-- start Page excerpt --

OVER MOEL SYCH
September, 1932, like ‘the Lady April’ had her full share of moods. One associates this lovely month with bountiful harvest, with sunshine and blue skies, a period of settled weather through which creeps approaching autumn. But this month was tearful, sunny, shaken by gales, frost and calm and hot, mixing all the varieties of our English climate into an April pot-pourri.
On the third Saturday afternoon I crossed Chat Moss under the bluest of skies. Little puffs of white cloud floated slowly along, and the sun was hot, like full summer. I moved quickly, as one who has many miles to cover in few hours, for Jo and Fred would be awaiting me ninety miles away, and they had promised to have a grand supper awaiting my arrival. Although adding a few miles I took the Tarporley road in preference to the main road by Chester and Chirk. I was on roads that make hurry possible. The little hills and long levels of this familiar highway, with a light breeze behind, kept my feet circling quickly; unconsciously, as my mind travelled with my eyes along the hedges and into cottage gardens. Twelve years before I had first timidly crept along here in a mood of discovery, my wondering senses in a growing delight of new sights and scenes, and now I appreciated it just as much, looking forward to the next bend just as keenly, though I had turned that bend a hundred times. There is something great about the way one can travel the same old roads so many times in the same spirit of enthusiasm. It would break one’s heart to know that never again could one’s face be set towards them. Death were better!

-- end Page excerpt --

#### Given task A:
Answer these questions about the Moel Sych passage, one answer per line:
(i) Which month and year does the passage describe?
(ii) How far away were Jo and Fred waiting?
(iii) How many years earlier had the writer first traveled along this road?
#### Given task B:
Continue the Moel Sych passage, starting after its final sentence.

-- start Recorded data --

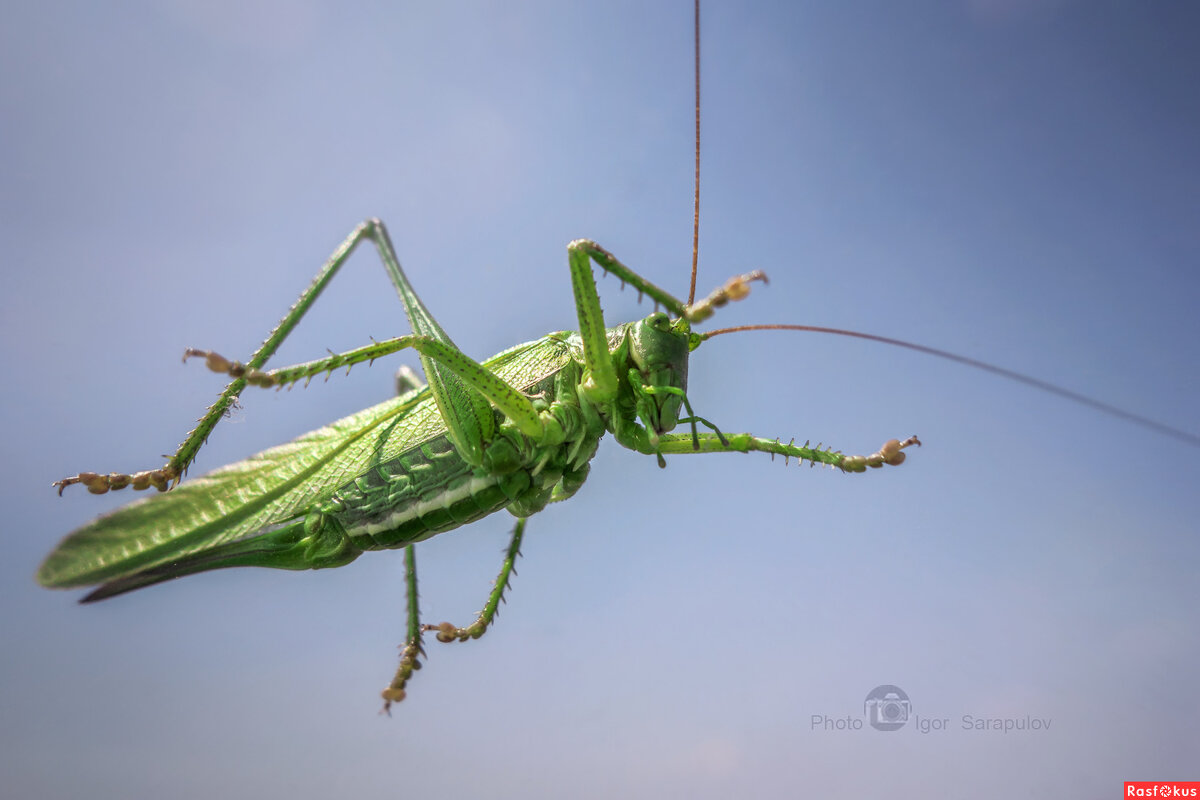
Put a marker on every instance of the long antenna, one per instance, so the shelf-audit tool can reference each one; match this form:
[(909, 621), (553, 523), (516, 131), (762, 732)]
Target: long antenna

-- end Recorded data --
-- start Recorded data --

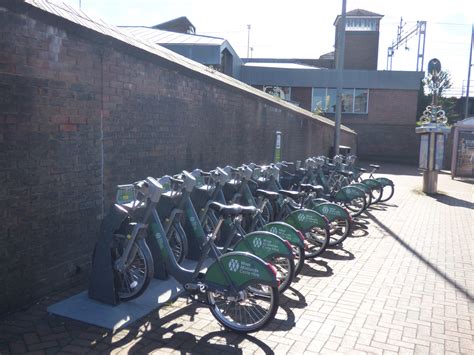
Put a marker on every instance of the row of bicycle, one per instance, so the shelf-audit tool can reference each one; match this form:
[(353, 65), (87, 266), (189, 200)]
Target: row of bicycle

-- end Recorded data --
-- start Recorded data --

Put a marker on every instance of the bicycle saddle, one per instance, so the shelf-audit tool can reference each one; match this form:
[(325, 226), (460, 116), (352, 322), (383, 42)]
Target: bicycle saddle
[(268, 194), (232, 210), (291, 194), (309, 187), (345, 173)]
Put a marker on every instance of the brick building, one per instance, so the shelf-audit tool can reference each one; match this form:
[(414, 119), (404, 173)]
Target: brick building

-- end Recorded data --

#### Output A:
(i) September, 1932
(ii) Ninety miles
(iii) Twelve years

#### Output B:
I appreciate suitable company, but when an alien voice breaks upon a mental ecstasy, I curse silently, and answer with an eloquent semi-silence. This voice announced a desire to be listened to for the next ten miles to Bunbury – ten of the loveliest, most expectant, miles. At least he had a turn of speed, so we whipped along until the lane which led him to his lady-love appeared, and I found myself alone again. Eleven miles to Whitchurch, easy, glorious miles, with the red hills of Peckforton to the west, a roaming place on many a Sunday with Tom in the past nine years.
[Now alas with his real buddy, Tom Idle no longer. One year earlier, Tom Idle had stepped up to the altar and married a Welsh girl and presumably settled down in North Wales, for we hear no more about him, and my computer searches have thrown up nothing. Charlie must have been gutted for in his record of cycle runs kept for 25 years, just two words against the entry for 28 September 1931, “Tom’s Wedding”].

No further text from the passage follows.